- _Document segment_:
Keeping A Pollinator Friendly Lawn and Garden – November 2021 BOOM! Magazine

Keeping A Pollinator Friendly Lawn and Garden – November 2021 BOOM! Magazine

By Tom Ringenberg

Every gardener, whether you grow vegetables, ornamentals, or fruit trees, knows how important, bees and other insect pollinators are to your garden. Unfortunately, you may have noticed in recent years that you are seeing fewer honeybees then you used to, not to mention there are all the media reports saying that there is a shortage of honeybees. I have enjoyed beekeeping off and on since I first took it first as a 4-H project as a teenager. While, keeping bees is a great way to help with the pollination process, not everyone is able to keep honeybees. Fortunately, there is still plenty that we can all do to help, not only honeybees, but native pollinators as well.

First, leave the dandelions alone. Yes, I am talking about those yellow flowers that pop up in everyone’s yard every spring that people spend loads of money on herbicides to eliminate them. However, dandelions are very important to bees and other pollinating insects emerging in the spring in that they are often the first food source available to them. Still, if you insist on having that “perfect” green lawn then perhaps at least wait until later in the spring to give plenty of other pollen and nectar producing plants a chance to become available.

Point labeling data based on photos
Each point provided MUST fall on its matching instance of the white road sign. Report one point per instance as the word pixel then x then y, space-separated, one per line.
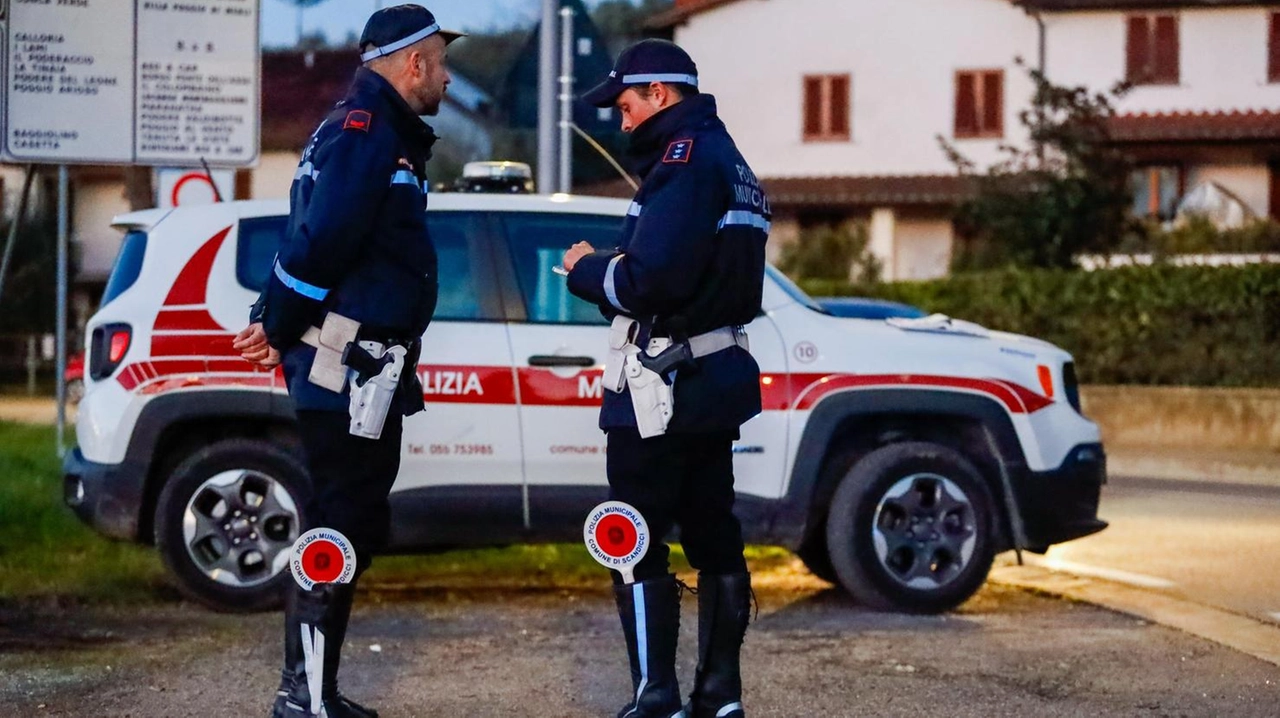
pixel 163 82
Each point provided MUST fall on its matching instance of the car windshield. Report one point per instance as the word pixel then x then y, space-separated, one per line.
pixel 792 289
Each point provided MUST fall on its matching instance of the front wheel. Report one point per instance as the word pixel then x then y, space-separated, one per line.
pixel 910 529
pixel 225 521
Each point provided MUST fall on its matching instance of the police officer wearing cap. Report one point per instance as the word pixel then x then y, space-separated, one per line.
pixel 689 269
pixel 356 254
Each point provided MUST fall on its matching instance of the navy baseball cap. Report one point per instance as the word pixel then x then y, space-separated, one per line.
pixel 397 27
pixel 648 60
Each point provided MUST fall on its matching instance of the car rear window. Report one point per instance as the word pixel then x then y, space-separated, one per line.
pixel 128 265
pixel 255 250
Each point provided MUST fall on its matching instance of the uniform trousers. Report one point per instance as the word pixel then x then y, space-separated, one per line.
pixel 351 479
pixel 682 480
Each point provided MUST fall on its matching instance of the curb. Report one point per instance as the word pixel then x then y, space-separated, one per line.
pixel 1246 635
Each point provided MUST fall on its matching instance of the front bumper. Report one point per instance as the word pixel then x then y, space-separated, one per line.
pixel 1063 504
pixel 105 495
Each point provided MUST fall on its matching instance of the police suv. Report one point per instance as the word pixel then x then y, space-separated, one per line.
pixel 896 457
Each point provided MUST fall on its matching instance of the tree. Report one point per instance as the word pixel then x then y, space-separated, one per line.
pixel 302 5
pixel 1065 195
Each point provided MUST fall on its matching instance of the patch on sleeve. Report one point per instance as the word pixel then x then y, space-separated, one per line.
pixel 679 151
pixel 359 119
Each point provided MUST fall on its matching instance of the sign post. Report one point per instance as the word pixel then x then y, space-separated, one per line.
pixel 127 82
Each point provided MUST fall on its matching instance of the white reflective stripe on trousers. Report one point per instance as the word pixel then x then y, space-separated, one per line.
pixel 641 640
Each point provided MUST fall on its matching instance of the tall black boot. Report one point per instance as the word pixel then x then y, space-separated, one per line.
pixel 307 614
pixel 650 623
pixel 723 611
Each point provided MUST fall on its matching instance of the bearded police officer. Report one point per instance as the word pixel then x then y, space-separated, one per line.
pixel 681 380
pixel 351 292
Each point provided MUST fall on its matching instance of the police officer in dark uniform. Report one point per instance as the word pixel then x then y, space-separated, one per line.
pixel 356 250
pixel 690 270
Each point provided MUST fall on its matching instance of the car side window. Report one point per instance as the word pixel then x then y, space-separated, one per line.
pixel 257 241
pixel 462 296
pixel 538 243
pixel 455 234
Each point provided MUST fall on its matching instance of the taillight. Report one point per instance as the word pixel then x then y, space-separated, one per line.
pixel 106 348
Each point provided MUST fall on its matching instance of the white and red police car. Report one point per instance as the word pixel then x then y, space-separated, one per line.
pixel 895 458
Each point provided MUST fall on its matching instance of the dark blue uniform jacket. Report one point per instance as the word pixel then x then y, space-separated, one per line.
pixel 691 260
pixel 356 241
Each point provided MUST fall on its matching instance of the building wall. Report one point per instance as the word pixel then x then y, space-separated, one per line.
pixel 273 175
pixel 1251 183
pixel 901 55
pixel 923 248
pixel 94 205
pixel 1223 59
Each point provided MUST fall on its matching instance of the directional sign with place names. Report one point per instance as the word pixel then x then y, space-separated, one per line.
pixel 158 82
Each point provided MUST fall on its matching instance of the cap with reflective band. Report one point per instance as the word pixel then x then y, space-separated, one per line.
pixel 397 27
pixel 648 60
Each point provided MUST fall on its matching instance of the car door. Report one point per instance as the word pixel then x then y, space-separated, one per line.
pixel 558 344
pixel 461 478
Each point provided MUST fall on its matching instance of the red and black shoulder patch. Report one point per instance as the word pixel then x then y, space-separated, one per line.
pixel 679 151
pixel 359 119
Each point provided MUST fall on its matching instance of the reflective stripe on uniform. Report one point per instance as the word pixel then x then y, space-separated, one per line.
pixel 309 291
pixel 659 77
pixel 306 169
pixel 743 218
pixel 611 289
pixel 405 177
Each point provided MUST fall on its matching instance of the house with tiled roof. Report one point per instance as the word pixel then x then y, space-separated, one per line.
pixel 840 104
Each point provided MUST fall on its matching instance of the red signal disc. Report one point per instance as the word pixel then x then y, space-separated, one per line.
pixel 616 535
pixel 323 562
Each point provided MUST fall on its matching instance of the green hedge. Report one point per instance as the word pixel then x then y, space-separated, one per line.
pixel 1200 327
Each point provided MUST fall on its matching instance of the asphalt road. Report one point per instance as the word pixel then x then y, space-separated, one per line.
pixel 558 653
pixel 1211 543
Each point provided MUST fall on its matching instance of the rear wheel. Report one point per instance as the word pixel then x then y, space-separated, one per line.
pixel 225 521
pixel 910 529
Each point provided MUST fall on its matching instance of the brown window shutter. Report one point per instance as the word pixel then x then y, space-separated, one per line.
pixel 1274 190
pixel 967 104
pixel 1274 49
pixel 813 106
pixel 1165 64
pixel 993 103
pixel 1137 50
pixel 839 126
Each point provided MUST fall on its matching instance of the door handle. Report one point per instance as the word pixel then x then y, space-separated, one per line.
pixel 556 360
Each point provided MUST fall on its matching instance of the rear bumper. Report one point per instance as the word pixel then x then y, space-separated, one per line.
pixel 105 495
pixel 1063 504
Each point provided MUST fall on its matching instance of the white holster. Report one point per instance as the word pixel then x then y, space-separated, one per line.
pixel 371 401
pixel 330 339
pixel 622 334
pixel 652 398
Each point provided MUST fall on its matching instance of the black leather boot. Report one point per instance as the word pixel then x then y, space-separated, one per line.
pixel 650 623
pixel 325 611
pixel 723 612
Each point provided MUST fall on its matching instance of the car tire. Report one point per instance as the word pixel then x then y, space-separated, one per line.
pixel 912 529
pixel 225 520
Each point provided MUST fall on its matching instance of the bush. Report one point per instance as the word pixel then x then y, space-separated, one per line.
pixel 1201 327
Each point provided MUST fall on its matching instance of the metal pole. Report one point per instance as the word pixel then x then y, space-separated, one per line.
pixel 60 330
pixel 547 97
pixel 566 138
pixel 13 225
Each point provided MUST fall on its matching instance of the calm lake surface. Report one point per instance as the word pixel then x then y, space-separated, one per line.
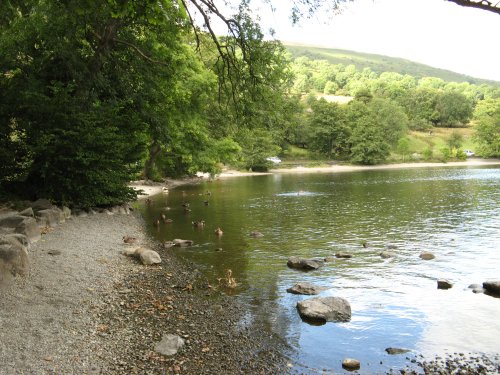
pixel 452 212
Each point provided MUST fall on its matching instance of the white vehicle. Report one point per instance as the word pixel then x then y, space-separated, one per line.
pixel 274 159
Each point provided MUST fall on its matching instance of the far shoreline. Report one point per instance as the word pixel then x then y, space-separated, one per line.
pixel 355 168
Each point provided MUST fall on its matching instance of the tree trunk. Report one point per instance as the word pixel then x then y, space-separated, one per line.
pixel 154 150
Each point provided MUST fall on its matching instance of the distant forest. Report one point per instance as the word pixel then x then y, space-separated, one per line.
pixel 380 64
pixel 95 94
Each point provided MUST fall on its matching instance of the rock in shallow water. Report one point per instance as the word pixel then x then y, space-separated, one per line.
pixel 394 351
pixel 444 284
pixel 351 364
pixel 303 264
pixel 325 309
pixel 425 255
pixel 492 286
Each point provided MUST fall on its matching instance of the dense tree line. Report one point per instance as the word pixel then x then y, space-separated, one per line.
pixel 95 94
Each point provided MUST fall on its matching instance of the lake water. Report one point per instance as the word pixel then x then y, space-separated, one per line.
pixel 452 212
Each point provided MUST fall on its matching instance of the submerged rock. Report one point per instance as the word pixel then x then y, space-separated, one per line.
pixel 146 256
pixel 306 288
pixel 182 243
pixel 393 351
pixel 303 263
pixel 492 286
pixel 256 234
pixel 444 284
pixel 325 309
pixel 343 255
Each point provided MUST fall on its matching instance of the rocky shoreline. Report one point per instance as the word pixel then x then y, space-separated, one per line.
pixel 85 308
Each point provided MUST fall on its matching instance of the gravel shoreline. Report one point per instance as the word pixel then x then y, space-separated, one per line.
pixel 87 309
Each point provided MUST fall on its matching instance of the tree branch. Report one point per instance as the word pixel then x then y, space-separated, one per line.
pixel 139 52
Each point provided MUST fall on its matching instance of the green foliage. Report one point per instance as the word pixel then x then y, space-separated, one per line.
pixel 403 147
pixel 428 154
pixel 368 142
pixel 445 154
pixel 380 64
pixel 329 130
pixel 455 140
pixel 454 109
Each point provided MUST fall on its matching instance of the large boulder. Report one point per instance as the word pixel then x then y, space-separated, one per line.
pixel 492 287
pixel 325 309
pixel 50 217
pixel 306 288
pixel 148 256
pixel 303 263
pixel 13 255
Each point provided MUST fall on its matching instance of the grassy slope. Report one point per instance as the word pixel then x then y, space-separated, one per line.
pixel 419 141
pixel 380 64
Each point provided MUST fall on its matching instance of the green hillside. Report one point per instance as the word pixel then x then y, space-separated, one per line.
pixel 380 64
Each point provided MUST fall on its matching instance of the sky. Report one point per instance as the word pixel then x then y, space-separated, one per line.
pixel 433 32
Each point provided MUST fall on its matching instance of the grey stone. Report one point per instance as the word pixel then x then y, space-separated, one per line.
pixel 303 264
pixel 444 284
pixel 343 255
pixel 351 364
pixel 11 219
pixel 29 228
pixel 182 243
pixel 326 309
pixel 425 255
pixel 50 217
pixel 27 212
pixel 13 255
pixel 393 351
pixel 14 222
pixel 169 345
pixel 492 286
pixel 256 234
pixel 66 212
pixel 306 288
pixel 148 257
pixel 41 204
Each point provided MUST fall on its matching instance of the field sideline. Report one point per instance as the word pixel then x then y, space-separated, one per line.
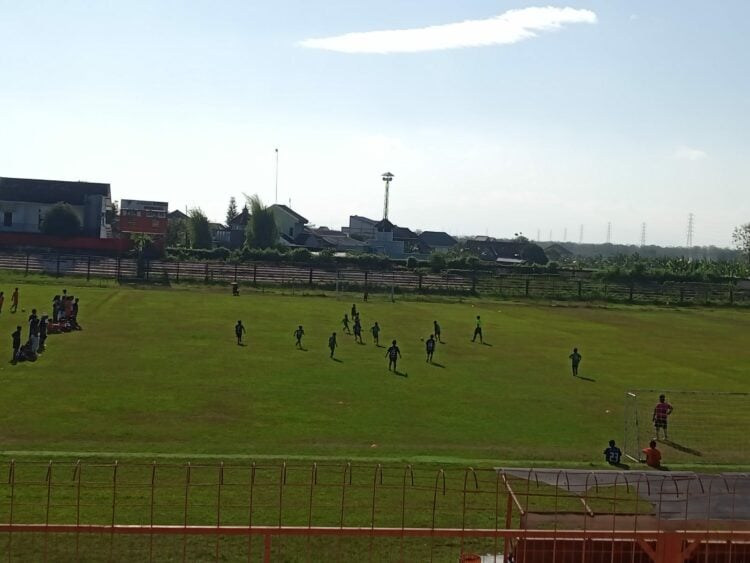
pixel 158 372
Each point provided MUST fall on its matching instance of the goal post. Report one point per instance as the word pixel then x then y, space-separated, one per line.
pixel 705 427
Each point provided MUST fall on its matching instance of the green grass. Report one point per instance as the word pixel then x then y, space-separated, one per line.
pixel 157 372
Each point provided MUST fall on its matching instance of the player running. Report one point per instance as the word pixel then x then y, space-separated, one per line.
pixel 239 330
pixel 332 344
pixel 358 330
pixel 612 454
pixel 661 411
pixel 430 347
pixel 345 323
pixel 478 331
pixel 14 301
pixel 375 330
pixel 575 359
pixel 393 354
pixel 298 334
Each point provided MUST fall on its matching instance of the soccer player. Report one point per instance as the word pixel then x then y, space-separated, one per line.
pixel 478 331
pixel 345 323
pixel 16 344
pixel 332 343
pixel 575 359
pixel 653 455
pixel 358 330
pixel 393 354
pixel 430 347
pixel 613 454
pixel 239 330
pixel 14 301
pixel 661 411
pixel 298 334
pixel 375 330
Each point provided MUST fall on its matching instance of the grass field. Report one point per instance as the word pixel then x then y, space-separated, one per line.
pixel 157 372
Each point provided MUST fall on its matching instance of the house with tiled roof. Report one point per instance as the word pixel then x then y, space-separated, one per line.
pixel 24 202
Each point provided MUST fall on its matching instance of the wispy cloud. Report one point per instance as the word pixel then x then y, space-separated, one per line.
pixel 690 153
pixel 507 28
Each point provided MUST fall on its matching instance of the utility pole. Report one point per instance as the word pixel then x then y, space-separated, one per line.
pixel 387 177
pixel 276 193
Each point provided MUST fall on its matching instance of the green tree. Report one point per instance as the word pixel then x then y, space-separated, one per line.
pixel 199 229
pixel 232 210
pixel 177 233
pixel 741 239
pixel 262 231
pixel 61 220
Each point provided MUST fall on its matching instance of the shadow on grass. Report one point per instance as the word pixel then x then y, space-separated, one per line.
pixel 682 448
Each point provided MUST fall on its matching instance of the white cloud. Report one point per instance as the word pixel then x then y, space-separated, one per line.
pixel 690 153
pixel 510 27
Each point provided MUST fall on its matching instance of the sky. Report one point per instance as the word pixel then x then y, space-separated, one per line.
pixel 495 117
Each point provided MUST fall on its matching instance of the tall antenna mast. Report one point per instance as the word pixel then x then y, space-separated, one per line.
pixel 387 177
pixel 276 193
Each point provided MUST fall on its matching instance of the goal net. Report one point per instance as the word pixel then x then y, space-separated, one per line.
pixel 705 427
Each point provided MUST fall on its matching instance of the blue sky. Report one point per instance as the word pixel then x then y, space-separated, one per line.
pixel 621 112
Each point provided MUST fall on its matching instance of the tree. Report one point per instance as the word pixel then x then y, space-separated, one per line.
pixel 741 239
pixel 262 231
pixel 232 210
pixel 199 229
pixel 177 233
pixel 61 220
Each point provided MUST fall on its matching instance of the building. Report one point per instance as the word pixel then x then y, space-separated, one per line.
pixel 361 227
pixel 290 223
pixel 24 202
pixel 143 217
pixel 435 241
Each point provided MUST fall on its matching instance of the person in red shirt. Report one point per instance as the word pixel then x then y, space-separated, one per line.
pixel 653 455
pixel 661 411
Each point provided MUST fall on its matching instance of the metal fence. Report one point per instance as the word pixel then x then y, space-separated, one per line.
pixel 500 283
pixel 278 511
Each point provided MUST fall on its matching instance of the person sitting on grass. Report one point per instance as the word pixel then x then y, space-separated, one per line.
pixel 653 455
pixel 613 454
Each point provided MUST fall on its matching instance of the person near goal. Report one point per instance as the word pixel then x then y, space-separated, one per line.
pixel 662 410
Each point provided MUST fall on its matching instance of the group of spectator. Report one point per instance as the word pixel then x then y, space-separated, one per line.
pixel 64 318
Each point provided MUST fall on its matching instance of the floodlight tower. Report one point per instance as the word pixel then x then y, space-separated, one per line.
pixel 387 177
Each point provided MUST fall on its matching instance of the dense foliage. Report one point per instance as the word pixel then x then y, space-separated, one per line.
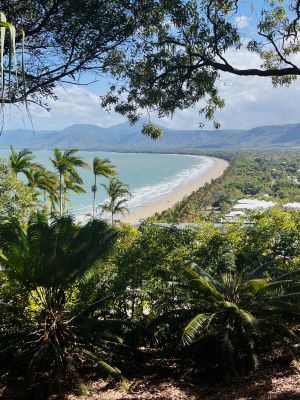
pixel 81 300
pixel 184 46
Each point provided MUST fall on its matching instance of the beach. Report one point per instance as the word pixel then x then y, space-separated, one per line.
pixel 169 200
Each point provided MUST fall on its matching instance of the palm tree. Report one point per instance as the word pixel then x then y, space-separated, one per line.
pixel 22 162
pixel 101 167
pixel 48 260
pixel 44 180
pixel 72 182
pixel 66 163
pixel 237 310
pixel 118 194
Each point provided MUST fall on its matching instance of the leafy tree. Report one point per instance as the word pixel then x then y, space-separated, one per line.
pixel 238 310
pixel 16 198
pixel 65 163
pixel 183 47
pixel 118 194
pixel 66 38
pixel 48 260
pixel 101 167
pixel 46 181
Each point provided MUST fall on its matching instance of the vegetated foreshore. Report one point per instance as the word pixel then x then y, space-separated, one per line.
pixel 169 200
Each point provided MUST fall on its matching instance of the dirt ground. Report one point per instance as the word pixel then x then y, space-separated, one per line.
pixel 267 384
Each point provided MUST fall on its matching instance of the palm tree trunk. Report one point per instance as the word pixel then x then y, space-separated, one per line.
pixel 94 197
pixel 60 195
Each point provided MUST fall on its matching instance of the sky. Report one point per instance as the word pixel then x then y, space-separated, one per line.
pixel 250 101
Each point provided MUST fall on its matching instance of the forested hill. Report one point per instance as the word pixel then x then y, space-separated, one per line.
pixel 124 136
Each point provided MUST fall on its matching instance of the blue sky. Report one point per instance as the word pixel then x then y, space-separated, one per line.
pixel 250 101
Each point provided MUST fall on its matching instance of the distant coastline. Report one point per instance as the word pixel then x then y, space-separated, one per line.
pixel 169 200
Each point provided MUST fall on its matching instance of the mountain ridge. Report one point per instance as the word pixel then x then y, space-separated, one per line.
pixel 124 135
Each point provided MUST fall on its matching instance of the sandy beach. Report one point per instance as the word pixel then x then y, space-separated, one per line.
pixel 170 199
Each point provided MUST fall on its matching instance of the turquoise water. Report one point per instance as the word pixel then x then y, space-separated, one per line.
pixel 149 176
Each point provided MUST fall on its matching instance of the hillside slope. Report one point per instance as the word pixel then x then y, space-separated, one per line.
pixel 85 136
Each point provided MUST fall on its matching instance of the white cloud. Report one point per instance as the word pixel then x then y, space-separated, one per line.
pixel 250 102
pixel 75 105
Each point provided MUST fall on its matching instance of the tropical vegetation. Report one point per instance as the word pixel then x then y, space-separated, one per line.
pixel 79 301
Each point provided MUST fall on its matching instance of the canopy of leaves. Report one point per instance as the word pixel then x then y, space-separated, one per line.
pixel 182 47
pixel 15 197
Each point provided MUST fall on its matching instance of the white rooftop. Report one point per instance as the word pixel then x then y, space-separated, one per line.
pixel 253 204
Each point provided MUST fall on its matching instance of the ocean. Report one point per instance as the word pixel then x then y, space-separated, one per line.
pixel 149 176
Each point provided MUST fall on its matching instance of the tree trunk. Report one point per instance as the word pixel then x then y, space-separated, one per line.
pixel 94 197
pixel 60 195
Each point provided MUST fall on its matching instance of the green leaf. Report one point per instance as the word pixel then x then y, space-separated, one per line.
pixel 193 327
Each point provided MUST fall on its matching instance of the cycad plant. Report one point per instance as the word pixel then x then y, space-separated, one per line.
pixel 48 260
pixel 66 164
pixel 101 167
pixel 238 310
pixel 118 194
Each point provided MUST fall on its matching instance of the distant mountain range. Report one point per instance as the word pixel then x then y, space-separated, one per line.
pixel 126 136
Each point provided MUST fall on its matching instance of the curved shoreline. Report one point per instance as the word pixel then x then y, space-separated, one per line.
pixel 169 200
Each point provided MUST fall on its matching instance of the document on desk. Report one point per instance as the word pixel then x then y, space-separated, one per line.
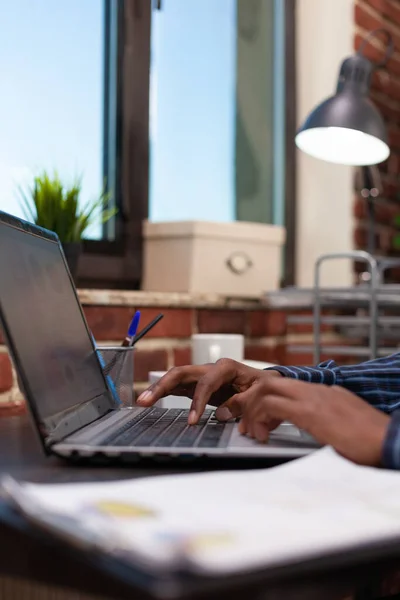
pixel 223 522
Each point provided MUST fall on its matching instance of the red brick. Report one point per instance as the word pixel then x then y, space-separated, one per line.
pixel 394 136
pixel 12 409
pixel 111 322
pixel 385 83
pixel 388 111
pixel 384 212
pixel 182 356
pixel 366 19
pixel 370 19
pixel 264 323
pixel 273 354
pixel 149 360
pixel 305 327
pixel 221 321
pixel 6 379
pixel 388 8
pixel 375 54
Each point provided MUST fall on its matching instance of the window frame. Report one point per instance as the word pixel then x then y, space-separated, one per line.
pixel 118 263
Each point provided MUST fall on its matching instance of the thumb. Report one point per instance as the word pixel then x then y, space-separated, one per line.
pixel 233 408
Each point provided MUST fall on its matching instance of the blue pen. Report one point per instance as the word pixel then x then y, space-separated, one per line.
pixel 132 331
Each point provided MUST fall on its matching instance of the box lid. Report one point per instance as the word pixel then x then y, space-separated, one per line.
pixel 236 230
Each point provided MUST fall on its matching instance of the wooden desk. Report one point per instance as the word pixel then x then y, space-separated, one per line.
pixel 26 555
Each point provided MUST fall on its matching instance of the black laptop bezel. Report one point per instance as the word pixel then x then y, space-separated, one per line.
pixel 29 228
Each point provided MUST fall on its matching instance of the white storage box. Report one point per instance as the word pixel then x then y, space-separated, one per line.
pixel 199 257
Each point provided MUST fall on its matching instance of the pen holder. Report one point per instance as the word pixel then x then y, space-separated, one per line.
pixel 117 365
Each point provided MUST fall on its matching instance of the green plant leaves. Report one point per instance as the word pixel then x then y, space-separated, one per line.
pixel 51 205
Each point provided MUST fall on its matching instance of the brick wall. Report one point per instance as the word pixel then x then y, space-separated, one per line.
pixel 268 337
pixel 385 92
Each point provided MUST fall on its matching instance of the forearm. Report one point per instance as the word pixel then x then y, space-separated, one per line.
pixel 376 381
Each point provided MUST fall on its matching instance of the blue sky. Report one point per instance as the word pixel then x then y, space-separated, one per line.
pixel 193 110
pixel 51 62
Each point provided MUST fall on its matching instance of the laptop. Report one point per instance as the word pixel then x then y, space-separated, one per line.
pixel 74 409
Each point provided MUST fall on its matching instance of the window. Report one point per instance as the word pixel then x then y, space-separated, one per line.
pixel 211 80
pixel 217 103
pixel 52 95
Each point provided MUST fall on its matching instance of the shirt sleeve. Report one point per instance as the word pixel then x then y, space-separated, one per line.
pixel 391 446
pixel 376 381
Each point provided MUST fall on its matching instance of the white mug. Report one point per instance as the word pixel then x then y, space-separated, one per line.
pixel 210 347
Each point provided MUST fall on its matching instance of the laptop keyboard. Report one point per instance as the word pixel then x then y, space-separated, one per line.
pixel 162 427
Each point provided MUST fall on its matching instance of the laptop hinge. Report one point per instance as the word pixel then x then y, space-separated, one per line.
pixel 65 424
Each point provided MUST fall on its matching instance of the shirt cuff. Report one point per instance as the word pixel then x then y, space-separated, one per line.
pixel 309 374
pixel 391 445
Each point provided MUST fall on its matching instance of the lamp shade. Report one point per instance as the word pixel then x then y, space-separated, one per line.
pixel 347 128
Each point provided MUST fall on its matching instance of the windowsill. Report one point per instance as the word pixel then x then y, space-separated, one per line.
pixel 282 301
pixel 165 299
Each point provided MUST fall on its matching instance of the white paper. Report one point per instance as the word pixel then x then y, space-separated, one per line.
pixel 228 521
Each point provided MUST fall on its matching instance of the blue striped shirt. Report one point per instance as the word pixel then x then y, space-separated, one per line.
pixel 376 381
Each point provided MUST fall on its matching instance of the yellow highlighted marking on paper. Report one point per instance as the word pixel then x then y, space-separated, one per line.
pixel 123 510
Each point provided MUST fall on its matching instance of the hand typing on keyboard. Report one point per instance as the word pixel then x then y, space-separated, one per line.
pixel 263 399
pixel 216 384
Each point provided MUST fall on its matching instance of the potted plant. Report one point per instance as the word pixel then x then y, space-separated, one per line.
pixel 50 204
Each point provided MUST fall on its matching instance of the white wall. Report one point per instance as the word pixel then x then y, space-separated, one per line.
pixel 324 191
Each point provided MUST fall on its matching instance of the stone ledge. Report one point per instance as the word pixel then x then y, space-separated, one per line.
pixel 166 299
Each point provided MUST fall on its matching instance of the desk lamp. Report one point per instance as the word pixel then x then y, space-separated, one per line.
pixel 347 128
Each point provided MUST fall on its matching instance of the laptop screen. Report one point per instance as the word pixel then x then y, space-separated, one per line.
pixel 44 324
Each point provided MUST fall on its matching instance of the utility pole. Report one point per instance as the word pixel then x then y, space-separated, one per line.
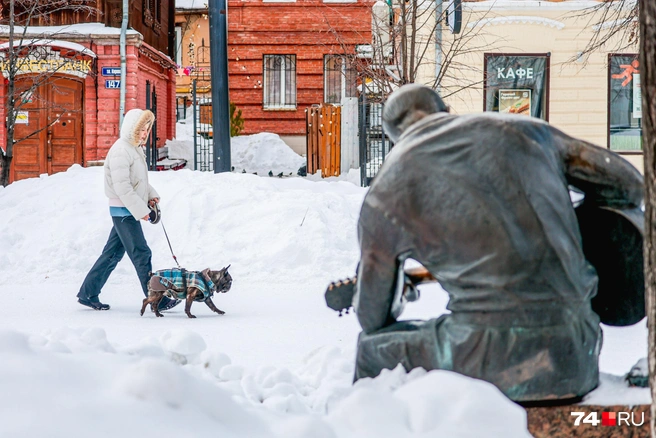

- _Exercise instructions_:
A - From the pollinator garden article, transcribe the passage from "By Tom Ringenberg" to "pollinators as well.".
B - Answer these questions using the pollinator garden article:
(i) In which magazine and issue did the article appear?
(ii) How did the author first take up beekeeping?
(iii) According to the article, what are dandelions often for bees and other pollinating insects emerging in the spring?

- _Solutions by task_:
A -
By Tom Ringenberg

Every gardener, whether you grow vegetables, ornamentals, or fruit trees, knows how important, bees and other insect pollinators are to your garden. Unfortunately, you may have noticed in recent years that you are seeing fewer honeybees then you used to, not to mention there are all the media reports saying that there is a shortage of honeybees. I have enjoyed beekeeping off and on since I first took it first as a 4-H project as a teenager. While, keeping bees is a great way to help with the pollination process, not everyone is able to keep honeybees. Fortunately, there is still plenty that we can all do to help, not only honeybees, but native pollinators as well.

B -
(i) The November 2021 issue of BOOM! Magazine.
(ii) As a 4-H project when the author was a teenager.
(iii) The first food source available to them.